* [WHAT TO DO]: Nothing but the data below, returned exactly, should appear in the answer.

Dataset entries
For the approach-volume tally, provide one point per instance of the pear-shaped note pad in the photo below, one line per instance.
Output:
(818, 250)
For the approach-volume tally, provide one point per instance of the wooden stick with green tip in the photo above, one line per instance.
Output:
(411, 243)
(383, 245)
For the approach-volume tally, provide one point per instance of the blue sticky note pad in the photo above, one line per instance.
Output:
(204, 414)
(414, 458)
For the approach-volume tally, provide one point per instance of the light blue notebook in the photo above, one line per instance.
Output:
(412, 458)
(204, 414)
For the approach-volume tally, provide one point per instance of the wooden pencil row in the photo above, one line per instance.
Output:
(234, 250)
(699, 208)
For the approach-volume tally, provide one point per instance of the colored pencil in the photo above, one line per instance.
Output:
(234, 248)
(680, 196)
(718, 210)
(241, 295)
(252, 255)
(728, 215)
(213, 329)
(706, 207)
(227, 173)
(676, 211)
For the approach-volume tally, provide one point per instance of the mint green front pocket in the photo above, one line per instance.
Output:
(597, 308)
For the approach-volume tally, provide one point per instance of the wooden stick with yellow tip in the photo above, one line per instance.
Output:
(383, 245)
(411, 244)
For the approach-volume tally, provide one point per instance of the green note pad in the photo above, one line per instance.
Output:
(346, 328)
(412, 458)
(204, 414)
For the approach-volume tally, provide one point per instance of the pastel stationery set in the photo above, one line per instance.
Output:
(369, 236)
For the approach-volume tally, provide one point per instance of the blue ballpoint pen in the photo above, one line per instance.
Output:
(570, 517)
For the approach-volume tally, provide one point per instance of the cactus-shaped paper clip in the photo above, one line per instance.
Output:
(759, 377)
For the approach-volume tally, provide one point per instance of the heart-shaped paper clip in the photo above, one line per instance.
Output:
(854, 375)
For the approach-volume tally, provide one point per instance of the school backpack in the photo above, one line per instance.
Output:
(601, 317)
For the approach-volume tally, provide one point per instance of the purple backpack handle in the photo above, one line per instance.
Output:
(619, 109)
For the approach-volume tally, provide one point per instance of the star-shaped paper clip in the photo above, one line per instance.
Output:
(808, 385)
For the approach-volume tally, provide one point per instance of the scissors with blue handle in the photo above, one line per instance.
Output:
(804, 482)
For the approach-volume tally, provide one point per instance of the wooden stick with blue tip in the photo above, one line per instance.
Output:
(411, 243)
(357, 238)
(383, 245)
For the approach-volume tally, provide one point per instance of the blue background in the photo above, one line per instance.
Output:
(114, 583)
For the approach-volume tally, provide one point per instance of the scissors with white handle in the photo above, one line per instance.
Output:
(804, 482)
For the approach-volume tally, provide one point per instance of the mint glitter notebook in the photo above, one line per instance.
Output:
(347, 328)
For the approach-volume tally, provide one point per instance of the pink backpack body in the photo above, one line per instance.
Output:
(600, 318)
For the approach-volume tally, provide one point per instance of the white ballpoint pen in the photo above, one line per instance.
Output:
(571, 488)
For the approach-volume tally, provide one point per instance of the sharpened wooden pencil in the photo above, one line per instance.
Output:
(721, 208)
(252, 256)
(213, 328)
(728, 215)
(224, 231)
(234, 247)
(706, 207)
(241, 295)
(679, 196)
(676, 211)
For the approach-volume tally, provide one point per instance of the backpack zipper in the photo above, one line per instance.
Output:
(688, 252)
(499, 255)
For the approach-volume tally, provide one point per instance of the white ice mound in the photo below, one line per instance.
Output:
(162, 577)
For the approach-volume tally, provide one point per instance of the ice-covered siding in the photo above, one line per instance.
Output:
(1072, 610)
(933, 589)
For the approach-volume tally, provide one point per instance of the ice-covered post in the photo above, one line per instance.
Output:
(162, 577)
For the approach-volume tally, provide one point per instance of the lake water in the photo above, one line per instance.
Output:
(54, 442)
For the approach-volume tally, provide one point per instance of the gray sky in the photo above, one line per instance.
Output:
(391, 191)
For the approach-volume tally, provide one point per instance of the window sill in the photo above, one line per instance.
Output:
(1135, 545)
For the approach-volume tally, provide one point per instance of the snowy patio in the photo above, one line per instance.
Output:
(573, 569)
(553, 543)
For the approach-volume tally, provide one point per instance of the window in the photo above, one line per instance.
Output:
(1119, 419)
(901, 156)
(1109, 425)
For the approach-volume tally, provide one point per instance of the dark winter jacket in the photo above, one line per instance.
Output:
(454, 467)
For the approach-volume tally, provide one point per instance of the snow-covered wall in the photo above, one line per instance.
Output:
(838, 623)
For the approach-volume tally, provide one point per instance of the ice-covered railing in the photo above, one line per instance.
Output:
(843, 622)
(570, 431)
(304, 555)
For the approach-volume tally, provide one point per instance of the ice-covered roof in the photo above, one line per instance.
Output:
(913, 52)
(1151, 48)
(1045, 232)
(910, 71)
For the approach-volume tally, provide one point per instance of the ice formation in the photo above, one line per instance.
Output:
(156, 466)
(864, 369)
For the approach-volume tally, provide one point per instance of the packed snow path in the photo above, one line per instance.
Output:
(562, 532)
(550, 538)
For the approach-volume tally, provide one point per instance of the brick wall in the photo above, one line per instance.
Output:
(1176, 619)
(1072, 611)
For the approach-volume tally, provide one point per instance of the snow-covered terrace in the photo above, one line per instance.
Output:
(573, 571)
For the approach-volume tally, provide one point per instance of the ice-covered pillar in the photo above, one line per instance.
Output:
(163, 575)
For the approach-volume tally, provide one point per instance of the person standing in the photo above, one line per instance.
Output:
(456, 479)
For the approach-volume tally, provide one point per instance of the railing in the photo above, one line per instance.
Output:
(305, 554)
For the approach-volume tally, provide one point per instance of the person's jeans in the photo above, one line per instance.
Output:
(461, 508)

* [RESPONSE]:
For the approach-volume tally, provide one point per instance of the pear-shaped note pad in the photo below, one line per instance.
Output:
(818, 250)
For the approach-volume tally, provide one point per instance of the wooden stick with green tip in the photo above, one line per instance.
Output:
(411, 243)
(383, 245)
For the approach-volume tally, provide one point per instance of the blue sticky note pad in the photo above, one line per instance.
Output:
(204, 414)
(414, 458)
For the approach-volume tally, provide one point per instance of the light blue notebook in the photo above, one line per instance.
Output:
(412, 458)
(204, 414)
For the approach-volume tally, provide one point per instance of the wooden pencil row in the photo above, one line per instance.
Output:
(234, 250)
(699, 208)
For the approach-volume tally, provide one point per instance of the colored pencil in the photo above, one line per instance.
Output:
(234, 248)
(680, 196)
(718, 210)
(241, 295)
(252, 255)
(728, 215)
(213, 329)
(706, 207)
(227, 173)
(676, 211)
For the approach-volume tally, provide one point per instance of the mint green front pocket in the photo above, one line per instance.
Output:
(597, 308)
For the approach-volume tally, provide one point per instance of the wooden stick with yellow tip in the photo above, one line per instance.
Output:
(383, 245)
(411, 244)
For the approach-volume tally, provide one point per instance of the green note pad in the photo above, one line per instance.
Output:
(346, 328)
(412, 458)
(204, 414)
For the approach-volume tally, provide one point per instance of the pastel stationery set in the photo above, one line per instance.
Output:
(369, 236)
For the approach-volume tally, provide one point per instance of the blue ballpoint pen in the photo above, one line per instance.
Output:
(570, 517)
For the approach-volume tally, provide one point per instance of the cactus-shaped paper clip in the photo above, one line per instance.
Output:
(759, 377)
For the approach-volume tally, provide one point per instance of the heart-shaped paper clip in the photo above, one line per instance.
Output:
(854, 375)
For the approach-volume tally, provide one point per instance of the school backpack in the photo above, one line per instance.
Output:
(601, 317)
For the approach-volume tally, provide one point per instance of the purple backpack handle in the photo above, one line per instance.
Output:
(619, 109)
For the approach-volume tally, provide one point per instance of the star-shaped paper clip in the photo above, one line per instance.
Output:
(808, 385)
For the approach-volume tally, provide one point per instance of the scissors with blue handle in the photo above, one line per instance.
Output:
(804, 482)
For the approach-volume tally, provide one point per instance of the wooden stick with blue tip in the photo above, one line per instance.
Output:
(411, 243)
(357, 238)
(383, 245)
For the approach-volume tally, provide one point per instance of the blue background in the photo above, one line per instance.
Output:
(114, 583)
For the approach-volume tally, provide one point per instance of the scissors with white handle in the photo above, one line per instance.
Output:
(804, 482)
For the approach-volume tally, provide one point per instance of the mint glitter notebook in the photo above, one line per instance.
Output:
(347, 328)
For the approach-volume tally, provide one point per instance of the pink backpack body in the photo above, one line per instance.
Output:
(600, 318)
For the approach-volume tally, provide one point per instance of the white ballpoint pen in the photo above, one line per instance.
Output:
(571, 488)
For the approach-volume tally, provide one point per instance of the sharpened wooden pencil in the photo above, one line per instance.
Output:
(721, 208)
(252, 256)
(213, 328)
(728, 215)
(224, 231)
(234, 247)
(706, 207)
(241, 295)
(679, 196)
(676, 211)
For the approach-volume tally, provide one point per instance of the backpack zipper in the photo above, one line per instance.
Output:
(688, 252)
(499, 255)
For the approach-volume tally, provide one point per instance of the white ice mound in the photo below, one line per instance.
Output:
(162, 577)
For the approach-volume tally, provide one point per instance of the ice-covered siding in the photo above, one line per instance.
Output:
(1072, 610)
(933, 589)
For the approach-volume tally, provide one point per instance of the ice-covered post in the photo above, one line per instance.
Output:
(162, 577)
For the approach-volume tally, provide one point per instance of the lake water in the photo above, one line per instance.
Output:
(54, 442)
For the approach-volume tally, provide one point per instance of the gray sky in the photo above, one line per instance.
Output:
(391, 191)
For the approach-volume tally, provide one point per instance of the window sill in the photo above, one line per instance.
Output:
(1135, 545)
For the approach-volume tally, provide one point per instance of the snowy patio in the photo above, one line per instance.
Output:
(573, 569)
(553, 543)
For the approach-volume tally, provide one point per instance of the window in the photo above, one line per instance.
Output:
(1119, 419)
(901, 156)
(1109, 425)
For the approach-volume tally, provide one point per instance of the dark winter jacket in the photo above, one line per instance.
Output:
(454, 467)
For the approach-volume tally, provide one point per instance of the snow-covered wall in the photo above, one line per instance.
Output:
(838, 623)
For the approach-volume tally, provide one point per instance of the ice-covered railing in the photo above, one line per instance.
Output:
(843, 622)
(570, 431)
(304, 555)
For the approach-volume tally, provide one point per instance of the ice-covered roof in the photo above, one line per instance.
Output:
(913, 52)
(1151, 48)
(1045, 232)
(910, 71)
For the approach-volume tally, provide one point per instance of the ice formation in the photo above, one line per instance.
Output:
(156, 466)
(864, 369)
For the approach-volume tally, provide one point per instance of the packed snow path in the photo above, one line per instance.
Output:
(562, 532)
(550, 538)
For the approach-volume tally, provide one point per instance of the brick wall in the photo above, one line per instance.
Output:
(1176, 619)
(1072, 611)
For the approach-volume tally, provide one point per instance of the snow-covered terrace in the photo above, one line per instance.
Output:
(573, 571)
For the approach-volume tally, provide one point per instance of the ice-covered pillar in the photo above, one line per instance.
Output:
(163, 575)
For the approach-volume tally, provide one point per instance of the person standing in the photo above, one line per instance.
Output:
(456, 479)
For the approach-volume tally, provide one point per instance of the railing in the photo above, one line per instance.
Output:
(305, 554)
For the approach-volume tally, provide one point per instance of the person's jeans in the photo above, one line per instance.
Output:
(461, 508)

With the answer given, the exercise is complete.